__Exercise__: I'd like the entries repeated exactly, without their pictures.

__Information__:
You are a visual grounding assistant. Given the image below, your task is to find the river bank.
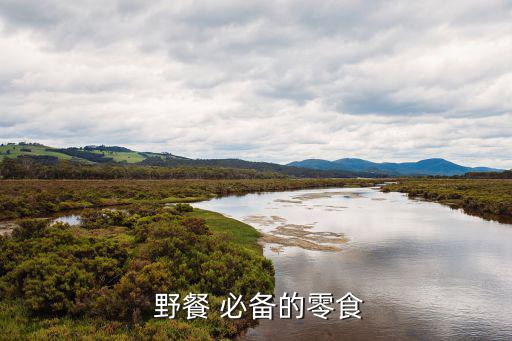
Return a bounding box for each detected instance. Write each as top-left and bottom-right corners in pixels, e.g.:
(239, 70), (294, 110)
(195, 186), (512, 340)
(384, 179), (512, 223)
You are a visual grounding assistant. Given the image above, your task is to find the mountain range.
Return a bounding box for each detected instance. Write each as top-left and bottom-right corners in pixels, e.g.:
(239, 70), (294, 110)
(287, 158), (502, 176)
(0, 143), (503, 177)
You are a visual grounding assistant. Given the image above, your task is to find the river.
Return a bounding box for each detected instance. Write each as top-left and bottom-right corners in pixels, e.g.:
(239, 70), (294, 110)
(194, 187), (512, 340)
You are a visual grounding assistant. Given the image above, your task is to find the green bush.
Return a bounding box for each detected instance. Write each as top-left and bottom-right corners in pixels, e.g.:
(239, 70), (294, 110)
(175, 203), (194, 213)
(80, 209), (134, 229)
(11, 219), (48, 241)
(0, 205), (275, 339)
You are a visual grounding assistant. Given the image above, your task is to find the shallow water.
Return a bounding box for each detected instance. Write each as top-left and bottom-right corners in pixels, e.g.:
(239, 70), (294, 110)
(0, 213), (82, 234)
(52, 214), (81, 225)
(194, 187), (512, 340)
(0, 207), (119, 233)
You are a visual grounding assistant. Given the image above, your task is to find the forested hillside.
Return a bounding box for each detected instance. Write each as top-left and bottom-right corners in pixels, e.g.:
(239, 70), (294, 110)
(0, 143), (389, 179)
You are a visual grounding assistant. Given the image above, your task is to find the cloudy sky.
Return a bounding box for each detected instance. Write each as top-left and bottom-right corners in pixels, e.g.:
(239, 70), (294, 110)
(0, 1), (511, 167)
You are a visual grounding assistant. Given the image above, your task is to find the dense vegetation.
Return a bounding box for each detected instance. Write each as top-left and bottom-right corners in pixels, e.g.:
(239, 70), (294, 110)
(83, 145), (133, 153)
(0, 178), (380, 220)
(384, 179), (512, 222)
(0, 158), (287, 180)
(0, 205), (273, 339)
(140, 156), (387, 178)
(461, 169), (512, 179)
(0, 156), (385, 180)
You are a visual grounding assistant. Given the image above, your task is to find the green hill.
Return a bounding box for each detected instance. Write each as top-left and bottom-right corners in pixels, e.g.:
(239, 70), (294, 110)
(0, 143), (74, 161)
(0, 143), (185, 164)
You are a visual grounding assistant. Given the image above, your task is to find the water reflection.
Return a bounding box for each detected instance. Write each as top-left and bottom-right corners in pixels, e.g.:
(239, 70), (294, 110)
(52, 214), (81, 225)
(0, 207), (122, 233)
(194, 188), (512, 340)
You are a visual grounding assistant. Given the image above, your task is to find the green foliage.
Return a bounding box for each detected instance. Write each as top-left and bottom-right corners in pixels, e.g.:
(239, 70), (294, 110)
(175, 203), (194, 213)
(1, 221), (128, 316)
(189, 209), (262, 252)
(140, 155), (380, 178)
(11, 219), (48, 241)
(0, 157), (288, 180)
(0, 205), (275, 339)
(385, 179), (512, 222)
(0, 300), (216, 340)
(80, 209), (135, 229)
(462, 169), (512, 179)
(181, 217), (210, 235)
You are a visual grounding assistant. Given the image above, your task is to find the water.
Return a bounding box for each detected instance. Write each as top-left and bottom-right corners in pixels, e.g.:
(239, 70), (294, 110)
(194, 187), (512, 340)
(52, 214), (81, 225)
(0, 208), (117, 233)
(0, 213), (82, 234)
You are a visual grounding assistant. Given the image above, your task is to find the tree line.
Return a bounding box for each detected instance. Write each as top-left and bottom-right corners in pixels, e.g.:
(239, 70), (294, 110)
(460, 169), (512, 179)
(0, 157), (287, 180)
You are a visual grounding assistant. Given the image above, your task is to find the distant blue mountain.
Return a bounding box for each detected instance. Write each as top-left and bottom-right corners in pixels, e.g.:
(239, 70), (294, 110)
(287, 158), (502, 176)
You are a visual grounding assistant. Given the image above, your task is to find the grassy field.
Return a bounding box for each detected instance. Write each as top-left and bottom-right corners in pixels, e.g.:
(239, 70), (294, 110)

__Answer below__:
You are a visual grounding assistant. Given the image below, your task is to find the river bank.
Return a bounding box for each detected instance. Write each as top-left and bottom-right corners in pixels, e.g.:
(239, 70), (294, 110)
(195, 186), (512, 340)
(384, 179), (512, 223)
You are a visual grounding assistant. Given the image above, your task is to find the mountain range.
Return a bounding box for each detected instance. Write each as top-left and bottom-right corners in pixels, e.g.:
(239, 70), (294, 110)
(287, 158), (502, 176)
(0, 143), (503, 177)
You are a visual grounding assistant. Given the image above, your task is to find the river.
Return a bounding box for each detected instance. Write each as top-left and bottom-right corners in pixels, e.g.:
(239, 70), (294, 110)
(194, 187), (512, 340)
You are a visual grounding assistant. Given the image above, your task is to find the green bush.
Return a bounding box for each detected instance. Write each as top-left and bottom-right corners in pixels, e.g.:
(239, 70), (294, 110)
(175, 203), (194, 213)
(80, 209), (134, 229)
(11, 219), (48, 241)
(0, 205), (275, 339)
You are a visual grounding assistant. Given the image above, your task is to find the shallow water.
Return a bounding box for each detected instance. Write each as top-left and bottom-right corners in pixels, e.g.:
(239, 70), (294, 110)
(0, 213), (82, 234)
(52, 214), (81, 225)
(194, 187), (512, 340)
(0, 207), (119, 233)
You are a visual grounding assistant. Given the image above, your task is to find the forested hillside.
Return a bounding box for each detected instance. Write each as top-left and bottom-right corners in pixels, e.g.:
(239, 70), (294, 110)
(0, 143), (389, 179)
You are a visual grounding assistant. Given the image above, your task is to find the cloudy sky.
Return a bounding box for each detected instance. Write each as top-left and bottom-right corners in pixels, e.g.:
(239, 70), (294, 110)
(0, 1), (511, 167)
You are a visual grounding assistant. Given the image above, your task is to find the dense vegetation.
Return a bounding box for each detected instance. Write each as top-left and bottom-right corners in pixels, e.g.:
(239, 70), (294, 110)
(83, 145), (133, 153)
(0, 178), (380, 220)
(384, 179), (512, 222)
(0, 158), (287, 180)
(0, 205), (273, 339)
(140, 156), (387, 178)
(461, 169), (512, 179)
(0, 156), (385, 180)
You are a visual grounding assistant. Given the image above, your task is to find the green hill.
Return a bounding box for each detected instance. Write each as top-left and bottom-right corners in pixels, e.g.:
(239, 70), (294, 110)
(0, 143), (74, 161)
(0, 143), (185, 164)
You are a visual grounding assistant. Given the image above, your task is to find the water reflection.
Return a bounding box for each detected instance. Write each as top-left and bottom-right corners in pixels, e.g.:
(239, 70), (294, 110)
(52, 214), (81, 225)
(0, 207), (122, 233)
(194, 188), (512, 340)
You are a visual grounding assistant. Given the image above, your task is to find the green foliage.
Return a bounding box for each detected instance. Write each as top-left and bottom-right corners in pixels, e.g.:
(239, 70), (294, 110)
(175, 203), (194, 213)
(1, 221), (128, 316)
(189, 209), (262, 252)
(140, 155), (380, 178)
(11, 219), (48, 241)
(0, 157), (288, 180)
(0, 205), (275, 339)
(385, 179), (512, 222)
(0, 300), (216, 340)
(80, 209), (135, 229)
(462, 169), (512, 179)
(181, 217), (210, 235)
You are a visual grounding assistant. Given the image above, your task is to find the water.
Return a bounding box for each detected instance. Write each as top-left and bottom-right corners in pixels, e.g.:
(239, 70), (294, 110)
(194, 187), (512, 340)
(52, 214), (81, 225)
(0, 208), (117, 233)
(0, 213), (82, 234)
You are a visual grounding assistant. Given the image above, your task is to find the tree line.
Return a bounding box for each detected instance. Write each as top-left and bottom-right corners in pixels, e.g.:
(239, 70), (294, 110)
(460, 169), (512, 179)
(0, 157), (287, 180)
You are a visual grounding assistant. Given the image above, your task is to find the distant blue mountain.
Return a bounding box for each detected instance. Write each as top-left and bottom-right corners in pixels, e.g.:
(239, 70), (294, 110)
(287, 158), (502, 176)
You are a visual grounding assistant. Given the image above, your task is to find the grassy field.
Return a bounding box for each detected instance. Write each as top-left and bottom-right corners in pixels, e.g.:
(239, 70), (294, 110)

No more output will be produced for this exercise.